┌─ Sayfa Metni

Günümüzde zen veya farkındalık meditasyonu adı verilen uygulamalar, dünya çapında popüler oldu. Genellikle meditasyondan sözedilince, özenle oluşturulmuş rahatlatıcı bir ortamda gözlerimizi kapayıp, kaslarımızı gevşeterek nefesimizi izleyip oturmak anlaşılıyor. Yeterince düzenli ve uzun süre yapıldığında, meditasyonun kişiyi sağlıklı bir beden ve zihin yapısına, hatta mistik bir aydınlanmaya götüreceği savunuluyor. Ancak nefes izleme uygulaması, dünya görüşümüz, insanlarla ve diğer canlılarla birlikte yaşarken ne yaptığımız, nelere hizmet ettiğimiz, nasıl davrandığımız soruları gözardı edilerek yapıldığında, en iyi olasılıkla geçici bir gevşemeden ya da sinir sistemimizin olağan tepkilerinden kaynaklanan boş bir keyif halinden başka bir etki yaratmıyor. Tüm varlıkların oluş haliyle şekillenen ortak zihinle karşılıklı bağlantıda olan zihnimizi, sadece tekil sinir sistemimizle özdeş sanırsak yanılırız. Zihinler ağına söz ve eylemlerimizle nasıl bir etkide bulunduğumuzu ve ondan nasıl etkilendiğimizi görmezden gelemeyiz. Bu etkileri gözardı ettiğimizde, nefes izleme meditasyonu da zamanla etkisi azalan bir ilaçtan farklı olmaz.

└─
┌─ Kayıtlardan Alıntılar

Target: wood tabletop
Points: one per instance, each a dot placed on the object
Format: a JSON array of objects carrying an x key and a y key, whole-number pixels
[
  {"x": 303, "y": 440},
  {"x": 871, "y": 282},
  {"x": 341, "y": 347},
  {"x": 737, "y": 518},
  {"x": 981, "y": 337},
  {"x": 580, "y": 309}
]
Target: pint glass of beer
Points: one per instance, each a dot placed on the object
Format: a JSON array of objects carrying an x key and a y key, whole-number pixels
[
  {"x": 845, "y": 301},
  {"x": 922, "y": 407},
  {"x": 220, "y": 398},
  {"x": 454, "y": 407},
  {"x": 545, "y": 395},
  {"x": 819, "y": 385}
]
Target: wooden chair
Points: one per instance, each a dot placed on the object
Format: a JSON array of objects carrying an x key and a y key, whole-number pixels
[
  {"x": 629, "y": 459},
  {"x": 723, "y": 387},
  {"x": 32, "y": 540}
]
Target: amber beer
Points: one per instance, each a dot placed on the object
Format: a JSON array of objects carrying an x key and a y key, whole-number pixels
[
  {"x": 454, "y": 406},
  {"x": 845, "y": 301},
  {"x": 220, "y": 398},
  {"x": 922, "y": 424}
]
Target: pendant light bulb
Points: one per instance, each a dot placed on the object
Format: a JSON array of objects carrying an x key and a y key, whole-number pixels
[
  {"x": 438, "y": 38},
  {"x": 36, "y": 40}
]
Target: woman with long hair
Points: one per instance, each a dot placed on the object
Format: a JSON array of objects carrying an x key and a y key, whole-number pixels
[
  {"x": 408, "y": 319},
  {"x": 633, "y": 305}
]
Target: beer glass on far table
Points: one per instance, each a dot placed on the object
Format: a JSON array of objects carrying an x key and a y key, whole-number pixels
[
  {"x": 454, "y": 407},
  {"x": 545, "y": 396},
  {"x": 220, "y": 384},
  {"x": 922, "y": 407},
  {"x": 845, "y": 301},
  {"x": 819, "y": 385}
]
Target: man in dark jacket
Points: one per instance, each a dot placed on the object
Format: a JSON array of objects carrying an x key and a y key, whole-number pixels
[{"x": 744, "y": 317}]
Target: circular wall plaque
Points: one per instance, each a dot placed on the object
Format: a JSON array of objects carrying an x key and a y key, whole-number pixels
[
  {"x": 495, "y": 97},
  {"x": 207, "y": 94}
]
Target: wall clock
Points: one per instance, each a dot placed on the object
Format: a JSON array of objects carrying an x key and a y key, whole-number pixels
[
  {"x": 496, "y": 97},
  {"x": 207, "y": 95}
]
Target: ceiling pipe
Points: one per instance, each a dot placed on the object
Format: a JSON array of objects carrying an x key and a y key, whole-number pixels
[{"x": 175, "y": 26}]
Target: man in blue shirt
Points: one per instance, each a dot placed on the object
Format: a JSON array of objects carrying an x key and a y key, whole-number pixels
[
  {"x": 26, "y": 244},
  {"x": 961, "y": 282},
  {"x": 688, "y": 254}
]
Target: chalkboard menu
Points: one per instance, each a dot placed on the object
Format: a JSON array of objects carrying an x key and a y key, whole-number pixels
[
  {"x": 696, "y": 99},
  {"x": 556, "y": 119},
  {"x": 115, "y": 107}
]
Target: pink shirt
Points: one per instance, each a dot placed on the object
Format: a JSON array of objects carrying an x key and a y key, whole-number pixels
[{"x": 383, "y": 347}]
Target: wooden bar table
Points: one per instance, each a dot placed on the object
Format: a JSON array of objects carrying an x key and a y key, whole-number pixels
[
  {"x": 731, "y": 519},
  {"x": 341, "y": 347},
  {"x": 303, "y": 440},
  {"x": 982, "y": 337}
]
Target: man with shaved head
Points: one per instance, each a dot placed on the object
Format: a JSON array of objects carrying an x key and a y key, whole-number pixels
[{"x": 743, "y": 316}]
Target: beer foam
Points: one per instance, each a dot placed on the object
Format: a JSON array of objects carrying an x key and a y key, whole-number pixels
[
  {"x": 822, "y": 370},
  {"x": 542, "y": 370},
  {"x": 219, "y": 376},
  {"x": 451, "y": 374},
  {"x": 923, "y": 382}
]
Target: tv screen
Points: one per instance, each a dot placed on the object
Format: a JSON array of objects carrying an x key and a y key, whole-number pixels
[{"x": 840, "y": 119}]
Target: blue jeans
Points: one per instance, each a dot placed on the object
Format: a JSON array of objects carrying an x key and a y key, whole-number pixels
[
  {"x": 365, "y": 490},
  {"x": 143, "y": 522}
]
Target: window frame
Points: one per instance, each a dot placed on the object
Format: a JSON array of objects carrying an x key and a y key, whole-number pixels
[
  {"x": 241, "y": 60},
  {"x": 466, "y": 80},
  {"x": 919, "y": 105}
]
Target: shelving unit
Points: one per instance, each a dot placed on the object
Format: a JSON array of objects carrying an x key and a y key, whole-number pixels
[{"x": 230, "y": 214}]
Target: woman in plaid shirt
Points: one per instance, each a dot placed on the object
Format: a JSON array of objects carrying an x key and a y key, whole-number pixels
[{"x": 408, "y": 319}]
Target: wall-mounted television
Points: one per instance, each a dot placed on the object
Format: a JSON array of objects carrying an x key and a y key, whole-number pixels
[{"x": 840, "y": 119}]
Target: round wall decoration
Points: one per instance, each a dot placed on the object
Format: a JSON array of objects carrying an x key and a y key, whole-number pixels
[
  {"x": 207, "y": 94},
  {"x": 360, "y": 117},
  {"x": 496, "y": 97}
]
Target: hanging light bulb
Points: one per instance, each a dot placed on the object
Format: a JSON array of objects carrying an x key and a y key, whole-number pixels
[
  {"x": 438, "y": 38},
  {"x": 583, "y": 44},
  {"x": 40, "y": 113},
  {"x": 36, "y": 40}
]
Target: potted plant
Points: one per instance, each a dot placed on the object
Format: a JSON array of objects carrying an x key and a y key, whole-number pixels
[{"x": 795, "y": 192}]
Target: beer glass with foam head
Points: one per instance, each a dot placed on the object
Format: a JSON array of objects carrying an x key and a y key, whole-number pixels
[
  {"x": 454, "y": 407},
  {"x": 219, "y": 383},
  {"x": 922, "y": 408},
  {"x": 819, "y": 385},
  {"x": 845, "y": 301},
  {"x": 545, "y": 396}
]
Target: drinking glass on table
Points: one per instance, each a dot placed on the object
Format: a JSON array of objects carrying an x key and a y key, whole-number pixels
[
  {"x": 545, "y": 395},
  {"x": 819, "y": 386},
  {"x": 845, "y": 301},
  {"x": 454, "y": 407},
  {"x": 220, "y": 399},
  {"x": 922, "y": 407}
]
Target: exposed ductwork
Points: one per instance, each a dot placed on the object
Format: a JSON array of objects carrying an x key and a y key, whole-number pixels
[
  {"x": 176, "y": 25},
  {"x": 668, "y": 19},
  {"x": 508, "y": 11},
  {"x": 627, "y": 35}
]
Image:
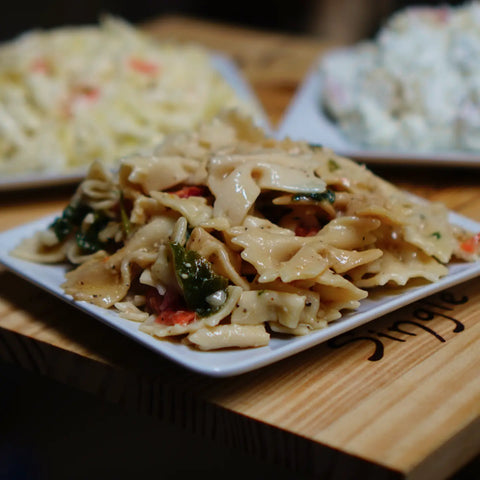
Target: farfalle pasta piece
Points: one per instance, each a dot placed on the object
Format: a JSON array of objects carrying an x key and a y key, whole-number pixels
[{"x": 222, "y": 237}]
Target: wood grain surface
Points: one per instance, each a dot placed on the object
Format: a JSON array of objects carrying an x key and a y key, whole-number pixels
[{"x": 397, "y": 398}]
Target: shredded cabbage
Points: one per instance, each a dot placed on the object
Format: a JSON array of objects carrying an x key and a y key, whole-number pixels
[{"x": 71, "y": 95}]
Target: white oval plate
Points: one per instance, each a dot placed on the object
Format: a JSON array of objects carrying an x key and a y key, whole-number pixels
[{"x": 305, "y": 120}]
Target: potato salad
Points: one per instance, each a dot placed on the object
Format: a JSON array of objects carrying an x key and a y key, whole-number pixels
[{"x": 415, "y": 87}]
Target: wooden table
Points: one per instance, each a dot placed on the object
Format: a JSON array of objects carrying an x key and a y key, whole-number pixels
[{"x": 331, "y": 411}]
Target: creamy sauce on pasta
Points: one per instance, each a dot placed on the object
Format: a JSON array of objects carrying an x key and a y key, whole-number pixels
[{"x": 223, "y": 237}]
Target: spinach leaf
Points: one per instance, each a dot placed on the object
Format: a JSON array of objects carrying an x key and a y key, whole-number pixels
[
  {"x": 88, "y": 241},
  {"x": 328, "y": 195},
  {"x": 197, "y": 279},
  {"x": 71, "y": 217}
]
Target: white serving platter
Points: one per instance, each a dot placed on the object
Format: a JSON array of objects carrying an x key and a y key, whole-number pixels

└─

- **Yönergeler**:
1. Meditasyon üzerine metne göre, meditasyondan söz edildiğinde genellikle ne anlaşılıyor?
2. Meditasyon üzerine metni kaldığı yerden sürdürün.

- **Görevlere Göre Sonuçlar**:
1. Özenle oluşturulmuş rahatlatıcı bir ortamda gözleri kapayıp kasları gevşeterek nefesi izleyip oturmak anlaşılıyor.

2.
Meditasyondan kalktığı zaman, koşarak günlük alışkanlıklarına dönüp, insani ekosistemi tüketen ve kirleten eylemlerde bulunan birini düşünün. Örneğin, küresel ısınmanın artmasına katkıda bulunan teknolojiler üreten bir mühendisi, ya da binlerce insanı evsiz bırakan bir “kentsel dönüşüm” ya da “mutenalaştırma” projesinin mimarını. Ya da, 20. yüzyıl başında, işgalci Japon ordusunda görev yapan bazı zen uygulayıcılarını…(O dönemde zen uygulayıcılarının imparatorluğun yayılmacı politikalarına ideolojik destek sağlamasına karşı çıkan Soto zen rahibi Uchiyama Gudo’nun (1874-1911) ihanetle suçlanıp idam edildiğini hatırlatmak gerekir.)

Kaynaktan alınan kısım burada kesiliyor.